TASK REQUIREMENTS:
Restate word for word every line from the top of the data below down through the line that holds "Find the swing".

Extracted data entries:
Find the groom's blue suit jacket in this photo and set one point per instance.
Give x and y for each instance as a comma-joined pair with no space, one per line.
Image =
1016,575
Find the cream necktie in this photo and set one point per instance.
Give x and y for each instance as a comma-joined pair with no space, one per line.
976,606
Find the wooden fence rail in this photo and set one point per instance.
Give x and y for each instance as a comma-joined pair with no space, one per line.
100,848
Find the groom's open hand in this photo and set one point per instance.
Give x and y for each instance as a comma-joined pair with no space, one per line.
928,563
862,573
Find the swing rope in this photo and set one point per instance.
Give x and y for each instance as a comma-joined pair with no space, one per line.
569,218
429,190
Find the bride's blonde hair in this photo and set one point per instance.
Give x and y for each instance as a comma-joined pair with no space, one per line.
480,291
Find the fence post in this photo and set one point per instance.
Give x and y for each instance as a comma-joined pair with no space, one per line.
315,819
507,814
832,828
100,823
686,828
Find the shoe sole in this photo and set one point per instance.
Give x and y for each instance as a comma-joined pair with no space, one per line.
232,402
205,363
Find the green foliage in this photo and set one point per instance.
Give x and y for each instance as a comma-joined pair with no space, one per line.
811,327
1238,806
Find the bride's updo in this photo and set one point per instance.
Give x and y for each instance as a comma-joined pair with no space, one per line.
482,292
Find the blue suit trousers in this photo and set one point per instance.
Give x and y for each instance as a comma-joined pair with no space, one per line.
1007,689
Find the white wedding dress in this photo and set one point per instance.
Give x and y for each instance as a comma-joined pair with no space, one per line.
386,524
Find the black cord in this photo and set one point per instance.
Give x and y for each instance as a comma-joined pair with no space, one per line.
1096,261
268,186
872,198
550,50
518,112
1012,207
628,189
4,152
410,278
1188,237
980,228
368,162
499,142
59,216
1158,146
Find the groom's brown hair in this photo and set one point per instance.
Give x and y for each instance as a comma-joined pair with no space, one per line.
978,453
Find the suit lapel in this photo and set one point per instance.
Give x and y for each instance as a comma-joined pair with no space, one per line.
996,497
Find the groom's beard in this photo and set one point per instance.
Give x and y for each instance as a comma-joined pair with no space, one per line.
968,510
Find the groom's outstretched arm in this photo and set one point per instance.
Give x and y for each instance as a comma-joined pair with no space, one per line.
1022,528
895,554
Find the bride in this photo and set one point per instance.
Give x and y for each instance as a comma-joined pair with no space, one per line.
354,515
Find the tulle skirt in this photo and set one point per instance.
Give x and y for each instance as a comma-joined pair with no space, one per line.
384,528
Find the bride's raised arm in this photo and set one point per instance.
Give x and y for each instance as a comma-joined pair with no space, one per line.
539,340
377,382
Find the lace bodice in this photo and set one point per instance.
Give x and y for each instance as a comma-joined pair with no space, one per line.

THE ANSWER:
Find the groom's blue suit jacket in this photo and set one point per instance.
Give x and y for each instance as a comma-joined pair with no space, one per line.
Image =
1016,575
Find the cream necktie in this photo and set one point per instance.
Give x and y for each instance as a comma-joined pair with no space, one per line.
976,606
Find the wooden fence rail in this photo and set one point per instance.
Give x and y for each instance as a comma-joined pair with no space, one per line.
100,848
Find the groom's open hand in this photo and set one point per instance.
Give x and y for each instance as a comma-joined pair with no space, one per line.
928,563
862,573
Find the swing rope in this photo and set one point per instance.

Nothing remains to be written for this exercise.